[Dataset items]

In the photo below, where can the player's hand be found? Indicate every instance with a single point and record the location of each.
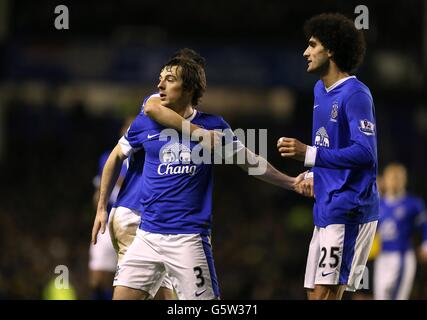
(100, 223)
(305, 187)
(291, 148)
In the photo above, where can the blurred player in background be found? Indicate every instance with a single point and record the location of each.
(343, 157)
(173, 237)
(401, 214)
(103, 257)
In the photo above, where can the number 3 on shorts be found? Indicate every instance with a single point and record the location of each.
(199, 275)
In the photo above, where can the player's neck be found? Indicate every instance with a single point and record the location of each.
(333, 75)
(184, 111)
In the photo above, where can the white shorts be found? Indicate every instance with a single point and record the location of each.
(394, 274)
(186, 258)
(123, 224)
(102, 256)
(338, 255)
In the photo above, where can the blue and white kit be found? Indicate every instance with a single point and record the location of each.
(344, 167)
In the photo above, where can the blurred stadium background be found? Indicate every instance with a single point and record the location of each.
(65, 93)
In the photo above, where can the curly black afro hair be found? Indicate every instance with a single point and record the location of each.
(337, 33)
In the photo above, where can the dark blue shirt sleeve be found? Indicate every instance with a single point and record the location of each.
(422, 218)
(134, 134)
(362, 151)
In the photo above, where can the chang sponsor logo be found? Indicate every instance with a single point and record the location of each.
(176, 159)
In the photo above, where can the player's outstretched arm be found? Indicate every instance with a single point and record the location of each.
(170, 119)
(110, 174)
(264, 171)
(306, 186)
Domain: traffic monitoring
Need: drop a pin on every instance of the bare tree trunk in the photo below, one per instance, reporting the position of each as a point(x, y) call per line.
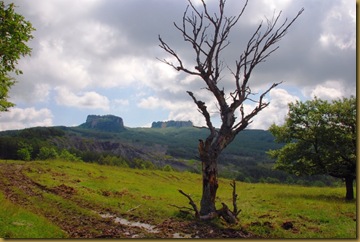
point(210, 185)
point(349, 182)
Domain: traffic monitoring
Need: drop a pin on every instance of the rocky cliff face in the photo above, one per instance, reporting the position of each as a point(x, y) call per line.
point(109, 123)
point(171, 123)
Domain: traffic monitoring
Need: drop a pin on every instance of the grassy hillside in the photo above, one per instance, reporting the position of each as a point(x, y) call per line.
point(65, 199)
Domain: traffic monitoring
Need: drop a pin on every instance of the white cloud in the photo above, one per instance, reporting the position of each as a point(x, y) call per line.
point(275, 112)
point(339, 26)
point(121, 102)
point(89, 100)
point(327, 90)
point(18, 118)
point(112, 45)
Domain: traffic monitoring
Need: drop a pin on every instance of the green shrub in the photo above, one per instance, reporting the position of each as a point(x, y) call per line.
point(47, 153)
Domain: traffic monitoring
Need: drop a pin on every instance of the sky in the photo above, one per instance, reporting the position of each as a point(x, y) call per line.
point(102, 57)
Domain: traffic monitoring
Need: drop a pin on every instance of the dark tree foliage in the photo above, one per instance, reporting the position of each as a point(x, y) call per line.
point(320, 138)
point(15, 32)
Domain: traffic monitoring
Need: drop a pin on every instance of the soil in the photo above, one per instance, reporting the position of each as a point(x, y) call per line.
point(20, 189)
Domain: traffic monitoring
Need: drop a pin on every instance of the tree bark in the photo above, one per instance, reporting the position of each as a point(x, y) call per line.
point(349, 182)
point(210, 185)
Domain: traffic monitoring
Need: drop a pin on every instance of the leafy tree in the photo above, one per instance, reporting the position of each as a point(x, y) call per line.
point(207, 34)
point(15, 31)
point(67, 156)
point(320, 138)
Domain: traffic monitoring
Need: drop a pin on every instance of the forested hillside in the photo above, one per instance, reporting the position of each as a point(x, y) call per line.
point(107, 141)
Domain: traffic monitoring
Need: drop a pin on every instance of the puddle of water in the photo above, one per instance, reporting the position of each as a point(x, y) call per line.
point(148, 227)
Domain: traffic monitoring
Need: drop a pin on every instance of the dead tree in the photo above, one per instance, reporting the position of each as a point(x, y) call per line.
point(208, 36)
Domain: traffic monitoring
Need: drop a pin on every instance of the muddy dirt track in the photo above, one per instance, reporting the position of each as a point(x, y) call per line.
point(21, 190)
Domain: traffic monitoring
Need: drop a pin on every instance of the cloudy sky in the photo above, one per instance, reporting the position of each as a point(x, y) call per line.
point(100, 57)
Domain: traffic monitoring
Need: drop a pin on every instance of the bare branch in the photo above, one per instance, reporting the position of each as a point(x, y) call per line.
point(191, 202)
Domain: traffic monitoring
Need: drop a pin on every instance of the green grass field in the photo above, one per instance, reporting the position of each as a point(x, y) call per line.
point(69, 190)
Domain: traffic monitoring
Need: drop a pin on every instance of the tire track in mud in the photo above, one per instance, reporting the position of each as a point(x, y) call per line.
point(21, 190)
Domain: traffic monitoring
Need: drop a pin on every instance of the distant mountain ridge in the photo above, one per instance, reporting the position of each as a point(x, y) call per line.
point(105, 140)
point(107, 123)
point(171, 123)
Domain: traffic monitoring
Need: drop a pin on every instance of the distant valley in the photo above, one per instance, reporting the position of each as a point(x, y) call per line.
point(171, 144)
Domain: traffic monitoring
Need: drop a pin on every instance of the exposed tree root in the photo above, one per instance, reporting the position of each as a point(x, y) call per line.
point(225, 213)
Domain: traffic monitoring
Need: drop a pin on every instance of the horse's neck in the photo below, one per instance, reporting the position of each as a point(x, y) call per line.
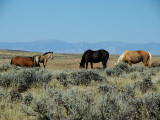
point(46, 57)
point(83, 60)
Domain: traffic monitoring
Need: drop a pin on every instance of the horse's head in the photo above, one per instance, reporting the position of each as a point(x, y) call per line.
point(51, 55)
point(82, 65)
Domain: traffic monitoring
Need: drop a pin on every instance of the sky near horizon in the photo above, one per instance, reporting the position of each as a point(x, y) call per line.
point(135, 21)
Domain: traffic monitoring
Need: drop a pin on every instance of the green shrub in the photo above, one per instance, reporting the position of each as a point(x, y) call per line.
point(117, 70)
point(83, 77)
point(23, 78)
point(28, 99)
point(15, 96)
point(4, 67)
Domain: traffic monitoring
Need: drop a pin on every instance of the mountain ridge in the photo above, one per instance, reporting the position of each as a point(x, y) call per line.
point(59, 46)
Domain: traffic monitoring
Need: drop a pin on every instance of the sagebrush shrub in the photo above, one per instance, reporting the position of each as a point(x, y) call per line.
point(28, 99)
point(83, 77)
point(15, 95)
point(4, 67)
point(23, 78)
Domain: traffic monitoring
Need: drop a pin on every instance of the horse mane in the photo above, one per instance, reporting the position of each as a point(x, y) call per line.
point(47, 53)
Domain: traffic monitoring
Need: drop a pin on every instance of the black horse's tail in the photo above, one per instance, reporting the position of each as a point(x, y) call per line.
point(11, 62)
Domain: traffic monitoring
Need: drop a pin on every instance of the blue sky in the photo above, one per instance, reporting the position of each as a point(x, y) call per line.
point(80, 20)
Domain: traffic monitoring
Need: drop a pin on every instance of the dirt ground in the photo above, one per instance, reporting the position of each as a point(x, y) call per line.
point(61, 61)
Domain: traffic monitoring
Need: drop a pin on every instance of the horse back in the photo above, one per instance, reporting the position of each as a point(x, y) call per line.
point(22, 61)
point(95, 56)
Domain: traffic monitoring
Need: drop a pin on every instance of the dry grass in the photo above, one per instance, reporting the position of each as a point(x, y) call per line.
point(65, 63)
point(60, 61)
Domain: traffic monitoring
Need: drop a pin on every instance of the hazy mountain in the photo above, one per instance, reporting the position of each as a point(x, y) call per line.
point(66, 47)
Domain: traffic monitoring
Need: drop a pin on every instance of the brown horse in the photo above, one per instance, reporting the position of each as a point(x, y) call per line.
point(155, 64)
point(23, 61)
point(43, 59)
point(133, 57)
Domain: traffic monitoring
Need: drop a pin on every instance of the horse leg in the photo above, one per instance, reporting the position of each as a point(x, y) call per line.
point(145, 63)
point(44, 64)
point(130, 63)
point(91, 65)
point(86, 65)
point(104, 64)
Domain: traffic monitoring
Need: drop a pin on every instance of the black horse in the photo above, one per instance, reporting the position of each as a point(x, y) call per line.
point(94, 57)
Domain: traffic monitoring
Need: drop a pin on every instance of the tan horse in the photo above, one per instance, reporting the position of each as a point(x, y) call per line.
point(23, 61)
point(155, 64)
point(43, 59)
point(133, 57)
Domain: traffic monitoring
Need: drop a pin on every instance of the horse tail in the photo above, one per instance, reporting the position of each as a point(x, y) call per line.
point(121, 57)
point(11, 62)
point(149, 60)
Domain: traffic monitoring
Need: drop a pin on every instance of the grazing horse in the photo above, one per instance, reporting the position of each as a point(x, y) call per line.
point(94, 57)
point(133, 57)
point(155, 64)
point(43, 59)
point(23, 61)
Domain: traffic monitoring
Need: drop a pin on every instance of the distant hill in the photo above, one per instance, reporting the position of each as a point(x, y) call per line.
point(66, 47)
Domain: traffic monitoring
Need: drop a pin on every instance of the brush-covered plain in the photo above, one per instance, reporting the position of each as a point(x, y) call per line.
point(63, 91)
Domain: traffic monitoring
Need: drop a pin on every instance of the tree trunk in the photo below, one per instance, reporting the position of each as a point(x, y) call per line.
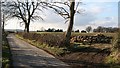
point(3, 24)
point(27, 27)
point(70, 26)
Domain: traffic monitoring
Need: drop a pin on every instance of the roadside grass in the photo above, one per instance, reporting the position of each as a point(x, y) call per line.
point(112, 60)
point(6, 54)
point(54, 50)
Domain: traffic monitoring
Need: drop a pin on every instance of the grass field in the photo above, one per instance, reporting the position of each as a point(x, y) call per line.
point(96, 55)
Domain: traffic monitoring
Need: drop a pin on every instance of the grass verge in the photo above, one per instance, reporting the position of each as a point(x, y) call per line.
point(54, 50)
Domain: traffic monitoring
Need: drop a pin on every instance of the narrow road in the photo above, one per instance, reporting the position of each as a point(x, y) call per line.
point(27, 56)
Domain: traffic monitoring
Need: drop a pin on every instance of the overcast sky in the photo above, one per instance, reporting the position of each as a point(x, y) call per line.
point(101, 13)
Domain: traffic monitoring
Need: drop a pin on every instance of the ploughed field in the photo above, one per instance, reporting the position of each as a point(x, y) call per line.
point(86, 49)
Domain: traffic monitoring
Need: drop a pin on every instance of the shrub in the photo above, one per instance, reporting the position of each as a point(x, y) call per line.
point(46, 38)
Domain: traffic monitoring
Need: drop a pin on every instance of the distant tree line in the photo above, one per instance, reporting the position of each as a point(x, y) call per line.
point(106, 29)
point(51, 30)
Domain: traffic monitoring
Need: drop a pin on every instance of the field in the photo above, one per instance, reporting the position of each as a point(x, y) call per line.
point(77, 54)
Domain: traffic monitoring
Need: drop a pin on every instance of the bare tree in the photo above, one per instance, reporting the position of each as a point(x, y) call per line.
point(67, 11)
point(26, 11)
point(88, 29)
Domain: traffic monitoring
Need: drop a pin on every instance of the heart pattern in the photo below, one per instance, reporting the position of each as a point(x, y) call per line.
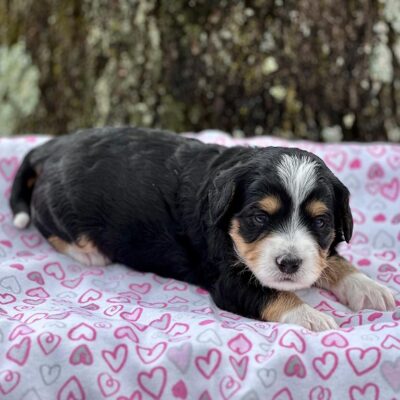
point(139, 336)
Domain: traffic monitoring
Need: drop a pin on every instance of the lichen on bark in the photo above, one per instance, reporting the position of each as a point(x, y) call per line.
point(321, 70)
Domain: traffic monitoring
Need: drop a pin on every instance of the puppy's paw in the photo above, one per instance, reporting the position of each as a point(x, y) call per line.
point(359, 292)
point(310, 318)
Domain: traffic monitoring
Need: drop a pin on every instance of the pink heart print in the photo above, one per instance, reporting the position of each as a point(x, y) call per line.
point(79, 333)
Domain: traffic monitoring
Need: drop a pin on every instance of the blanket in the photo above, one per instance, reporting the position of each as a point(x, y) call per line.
point(74, 332)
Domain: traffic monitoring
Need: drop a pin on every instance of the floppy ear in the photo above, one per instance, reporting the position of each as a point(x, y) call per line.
point(224, 193)
point(220, 197)
point(343, 216)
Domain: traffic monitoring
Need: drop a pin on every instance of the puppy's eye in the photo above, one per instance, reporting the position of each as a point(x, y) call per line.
point(260, 219)
point(319, 223)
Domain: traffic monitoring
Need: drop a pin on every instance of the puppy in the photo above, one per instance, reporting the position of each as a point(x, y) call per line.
point(250, 225)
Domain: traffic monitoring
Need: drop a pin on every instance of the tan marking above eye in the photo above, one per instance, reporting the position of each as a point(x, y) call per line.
point(316, 208)
point(249, 253)
point(271, 204)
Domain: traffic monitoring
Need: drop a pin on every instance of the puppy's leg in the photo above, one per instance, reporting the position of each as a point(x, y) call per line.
point(242, 294)
point(353, 288)
point(288, 308)
point(84, 251)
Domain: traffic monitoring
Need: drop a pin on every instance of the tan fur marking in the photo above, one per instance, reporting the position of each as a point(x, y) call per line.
point(316, 208)
point(248, 252)
point(337, 268)
point(270, 204)
point(286, 301)
point(59, 244)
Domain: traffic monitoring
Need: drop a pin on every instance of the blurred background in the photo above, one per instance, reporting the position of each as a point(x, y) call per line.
point(325, 70)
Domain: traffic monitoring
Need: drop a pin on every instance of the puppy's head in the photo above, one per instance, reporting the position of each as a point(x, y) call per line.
point(285, 212)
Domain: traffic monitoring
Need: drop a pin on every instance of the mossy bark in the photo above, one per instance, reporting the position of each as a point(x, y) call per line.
point(293, 68)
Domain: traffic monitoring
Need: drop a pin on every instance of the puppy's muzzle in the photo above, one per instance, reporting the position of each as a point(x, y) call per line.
point(288, 264)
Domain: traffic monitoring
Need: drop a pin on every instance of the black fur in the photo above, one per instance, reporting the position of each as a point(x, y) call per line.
point(163, 203)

WRITTEN EXERCISE. Pick out every line of the items above that contains the word "blurred", and copy each one. Case counts.

TASK SOLUTION.
In the photo above, where can the blurred player in background be found? Indicate every instance with a single point and record the location of each.
In the photo above, where can the blurred stadium background be found? Indicate every instance with a single point and record the location of each.
Need: drop a pin on every instance of the blurred background in the photo above, one per instance, reporting the position of each as a point(x, y) call per line.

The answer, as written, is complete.